Charles “Sam” Faddis is a veteran intelligence operations officer, so I think he has a pretty informed opinion when he writes:

The Iranians have already begun sending spoof emails to potential voters seeking to sow dissension. The Russians may soon follow suit. Americans need to be on guard.

(…)

The same FBI that wants us to believe that Iranian spam is a serious threat to our democracy is the same FBI that has been sitting on Hunter Biden’s laptop for ten months. That laptop is filled with evidence of what appears to be a worldwide operation by the Biden family to cash in on Joe Biden’s position as Vice-President and then as former Vice-President. It is also filled with evidence to suggest very strongly that Joe Biden – the Democratic Party candidate for President – looks like he may be bought and paid for by Beijing.

Charles Faddis, “Are The Chinese One Step Away From Putting Their Man In The White House While The FBI Worries About Iranian Spam Mail?” AND Magazine, October 22, 2020.

It’s somewhat unfortunate that the Hunter Biden child porn angle has drawn the most attention in this scandal. Hunter Biden isn’t on the ballot, but Joe Biden is and anything that ties him into this sordid tale is more important to know than the drug habit and other details of his son’s tawdry life.

Sunday evening reading (on Monday)

Erick Erickson is back on here, and this time he says he’s gonna make you mad. But I didn’t get mad because I just remember God is in control.

You’ve got two old geezers who act like they’re fighting over the last chicken wing at an all you can eat buffet early bird special who the American public has concluded are the best we can do in a nation of over 350 million people and that is a damning indictment on the whole nation. Part of me thinks your excitement and enthusiasm for your particular candidate is just to cover the shame of these two candidates being the best we could do.

(…)
━━━━━━━━━━━━━━━━
**What is expected:** Please continue the blog post about the 2020 presidential race, starting right after its last sentence.

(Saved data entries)
━━━━━━━━━━━━━━━━
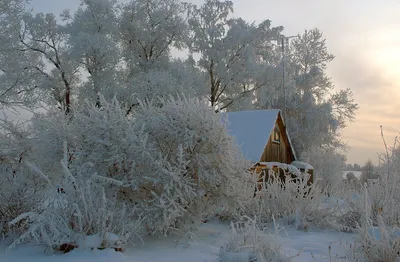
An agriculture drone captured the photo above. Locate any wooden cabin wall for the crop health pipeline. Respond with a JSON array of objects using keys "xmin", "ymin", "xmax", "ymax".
[{"xmin": 260, "ymin": 118, "xmax": 294, "ymax": 164}]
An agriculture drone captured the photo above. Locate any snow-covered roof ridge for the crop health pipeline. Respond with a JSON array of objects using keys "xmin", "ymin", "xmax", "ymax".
[{"xmin": 224, "ymin": 109, "xmax": 296, "ymax": 162}]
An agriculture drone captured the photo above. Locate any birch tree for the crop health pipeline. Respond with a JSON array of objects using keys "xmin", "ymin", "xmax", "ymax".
[{"xmin": 189, "ymin": 0, "xmax": 282, "ymax": 109}]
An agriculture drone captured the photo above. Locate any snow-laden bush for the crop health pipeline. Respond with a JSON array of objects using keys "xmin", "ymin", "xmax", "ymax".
[
  {"xmin": 11, "ymin": 95, "xmax": 254, "ymax": 247},
  {"xmin": 217, "ymin": 218, "xmax": 291, "ymax": 262},
  {"xmin": 358, "ymin": 138, "xmax": 400, "ymax": 226},
  {"xmin": 358, "ymin": 215, "xmax": 400, "ymax": 262},
  {"xmin": 0, "ymin": 120, "xmax": 45, "ymax": 235},
  {"xmin": 247, "ymin": 167, "xmax": 341, "ymax": 230},
  {"xmin": 9, "ymin": 156, "xmax": 141, "ymax": 249}
]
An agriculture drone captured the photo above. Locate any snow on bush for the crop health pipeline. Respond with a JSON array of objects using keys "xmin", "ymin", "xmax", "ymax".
[
  {"xmin": 358, "ymin": 213, "xmax": 400, "ymax": 262},
  {"xmin": 217, "ymin": 218, "xmax": 291, "ymax": 262},
  {"xmin": 247, "ymin": 167, "xmax": 341, "ymax": 230},
  {"xmin": 0, "ymin": 120, "xmax": 45, "ymax": 235},
  {"xmin": 9, "ymin": 146, "xmax": 141, "ymax": 249},
  {"xmin": 10, "ymin": 94, "xmax": 254, "ymax": 250}
]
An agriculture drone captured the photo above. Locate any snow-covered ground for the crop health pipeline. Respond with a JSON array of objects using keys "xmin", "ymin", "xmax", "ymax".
[{"xmin": 0, "ymin": 221, "xmax": 355, "ymax": 262}]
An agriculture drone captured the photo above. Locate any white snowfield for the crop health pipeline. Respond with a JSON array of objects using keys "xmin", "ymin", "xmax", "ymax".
[{"xmin": 0, "ymin": 221, "xmax": 355, "ymax": 262}]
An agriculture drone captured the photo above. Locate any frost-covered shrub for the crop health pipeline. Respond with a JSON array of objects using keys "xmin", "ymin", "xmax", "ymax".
[
  {"xmin": 13, "ymin": 94, "xmax": 254, "ymax": 246},
  {"xmin": 0, "ymin": 120, "xmax": 45, "ymax": 235},
  {"xmin": 217, "ymin": 218, "xmax": 291, "ymax": 262},
  {"xmin": 247, "ymin": 170, "xmax": 341, "ymax": 230},
  {"xmin": 9, "ymin": 156, "xmax": 141, "ymax": 249},
  {"xmin": 358, "ymin": 216, "xmax": 400, "ymax": 262},
  {"xmin": 134, "ymin": 95, "xmax": 254, "ymax": 231}
]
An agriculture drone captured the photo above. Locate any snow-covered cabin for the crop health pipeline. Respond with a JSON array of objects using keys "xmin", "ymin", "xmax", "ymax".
[
  {"xmin": 225, "ymin": 109, "xmax": 314, "ymax": 184},
  {"xmin": 226, "ymin": 109, "xmax": 296, "ymax": 164}
]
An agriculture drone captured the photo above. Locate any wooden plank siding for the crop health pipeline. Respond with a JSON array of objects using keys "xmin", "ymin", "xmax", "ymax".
[{"xmin": 260, "ymin": 114, "xmax": 295, "ymax": 164}]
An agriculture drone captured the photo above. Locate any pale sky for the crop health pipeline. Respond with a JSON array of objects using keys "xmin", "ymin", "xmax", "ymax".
[{"xmin": 31, "ymin": 0, "xmax": 400, "ymax": 164}]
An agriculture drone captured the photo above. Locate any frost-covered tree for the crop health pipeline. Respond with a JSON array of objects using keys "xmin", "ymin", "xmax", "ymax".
[
  {"xmin": 256, "ymin": 29, "xmax": 357, "ymax": 154},
  {"xmin": 7, "ymin": 96, "xmax": 254, "ymax": 246},
  {"xmin": 0, "ymin": 0, "xmax": 43, "ymax": 107},
  {"xmin": 189, "ymin": 0, "xmax": 282, "ymax": 110},
  {"xmin": 300, "ymin": 147, "xmax": 346, "ymax": 194},
  {"xmin": 119, "ymin": 0, "xmax": 188, "ymax": 73},
  {"xmin": 63, "ymin": 0, "xmax": 120, "ymax": 106}
]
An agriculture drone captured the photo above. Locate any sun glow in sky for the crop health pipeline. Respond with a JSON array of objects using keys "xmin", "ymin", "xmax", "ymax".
[{"xmin": 31, "ymin": 0, "xmax": 400, "ymax": 164}]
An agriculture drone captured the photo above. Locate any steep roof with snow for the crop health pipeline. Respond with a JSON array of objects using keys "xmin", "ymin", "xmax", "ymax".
[{"xmin": 224, "ymin": 109, "xmax": 280, "ymax": 162}]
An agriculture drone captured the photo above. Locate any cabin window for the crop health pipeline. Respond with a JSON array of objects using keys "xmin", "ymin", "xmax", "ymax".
━━━━━━━━━━━━━━━━
**Response:**
PS — while you were out on your boat parade or car parade or in your socially distanced circle of jerks bragging that your side was all masked up unlike the other side, you weren’t phone banking, you weren’t knocking on doors, and you weren’t getting out the vote in the closest presidential election in our lifetime. Now you can get off my lawn.

Erick Erickson, “Gonna Make You Mad This Morning,” October 30, 2020.

What’s really funny is that I just read a Facebook post from a self-styled Maryland political expert (and #NeverTrump) who complained the exact same thing about the 4,000 to 5,000 cars that participated in a mobile Trump rally along the Beltway.

Of course, that implied these people were going to help out in the campaign. There are a lot of people who do political volunteering, but 95% of those drivers in that parade weren’t political volunteers and never will be. It’s like a mobile yard sign – if not, why would it be a big deal when President Trump draws 60,000 to a rally and Joe Biden has half a hundred? The CCP virus is just an excuse – Trump backers are passionate, and they will show up at the polls. Just make sure you bring a friend or two.

What’s at stake in Delaware?

If you are a recipient of e-mail from A Better Delaware, you’re already aware of this, but they came up with an outline of their priorities.

There are ideas to return the estate tax, and increase the top rate for income taxes – which are already rather high to begin with. They will also create issues for small business, many of which have owners who file as individuals and not businesses.

They point out that proposed regulations and mandates on businesses will result in job cuts. These mandates include paid family leave and increasing the minimum wage.

The government transparency that was already an issue before the CCP virus has been enhanced by the suspension of FOIA compliance and lack of input into the budget process, including how to spend our (surprising) budget surplus. It was never explained how some businesses were deemed essential while others withered on the vine.

Corruption in the state – it’s not just shady land deals, but a legislature that routinely ignores its own rules.

Certificate-of-need laws the federal government scrapped end up restricting our access to health care.

I’m going to talk a lot more about Delaware in the post-election edition, but this is enough for now. Tomorrow I’ll make a few wild guesses and we will see if 2020’s election is just as bad as the rest of the year.